### Document extract
##########

Experimentally, it has been found that, the charge Q stored in a capacitor is directly proportional to the voltage across it, i.e.

$$Q\propto\:V$$

$$Q=CV$$

Where, C is a constant and is called as capacitance of the capacitor.

$$\Rightarrow\:C=\frac{Q}{V}$$

Thus, the *capacitance (C)* of a capacitor can also be defined as the ratio of the charge on the either plate to the voltage across it.

We have seen that,

$$C=\frac{Q}{V}=\frac{Coulomb}{Volt}=Farad$$

The SI unit of capacitance is *coulomb/volt* which is also known as *farad* and denoted by F.

By referring the circuit, we can write,

$$V=V_{1}+V_{2}+V_{3}=(\frac{Q}{C_{1}}+\frac{Q}{C_{2}}+\frac{Q}{C_{3}})=Q(\frac{1}{C_{1}}+\frac{1}{C_{2}}+\frac{1}{C_{3}})$$

$$\Rightarrow\:\frac{V}{Q}=(\frac{1}{C_{1}}+\frac{1}{C_{2}}+\frac{1}{C_{3}})$$

$$\Rightarrow\frac{1}{C_{r}}=\frac{1}{C_{1}}+\frac{1}{C_{2}}+\frac{1}{C_{3}}$$

From this equation, the total equivalent capacitance of series connected capacitors can be determined.

By referring the circuit, it can be written,

$$Q=Q_{1}+Q_{2}+Q_{3}=C_{1}V+C_{2}V+C_{3}V=V(C_{1}+C_{2}+C_{3})$$

$$\Rightarrow\:\frac{Q}{V}=(C_{1}+C_{2}+C_{3})$$

$$\Rightarrow\:C_{r}=C_{1}+C_{2}+C_{3}$$

The above equation gives the total capacitance of parallel connected capacitors.

Consider a parallel plate capacitor consisting of two plates, each of surface area A. The plates are separated by a distance d. Air is present in between the plates as the dielectric medium.

Therefore, the capacitance of a parallel plate capacitor is,

Directly proportional to the surface area (A) of each plate.

Inversely proportional to the distance (d) between the plates.

Thus,

$$Capacitance,C\propto\:\frac{A}{d}$$

$$\Rightarrow\:C=\varepsilon_{0}\frac{A}{d}$$

Where, ε_{0} is the constant of proportionality and is known as absolute permittivity of vacuum or air and its value is equal to 8.854 × 10^{−12 F/m .}

If there is a uniform dielectric material is placed between the plates of the capacitor, then capacitance of the capacitor becomes,

$$C=\varepsilon_{0}\varepsilon_{r}\frac{A}{d}$$

Where, ε_{r }is the relative permittivity of the dielectric material.

##########

### Raw data
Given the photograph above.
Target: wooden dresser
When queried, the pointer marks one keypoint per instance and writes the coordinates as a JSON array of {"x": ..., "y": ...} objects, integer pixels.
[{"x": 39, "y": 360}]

##########

### Instruction
In the capacitor text, what is the SI unit of capacitance called, and what symbol denotes it?

### Answer in full
The farad (coulomb/volt), denoted by F.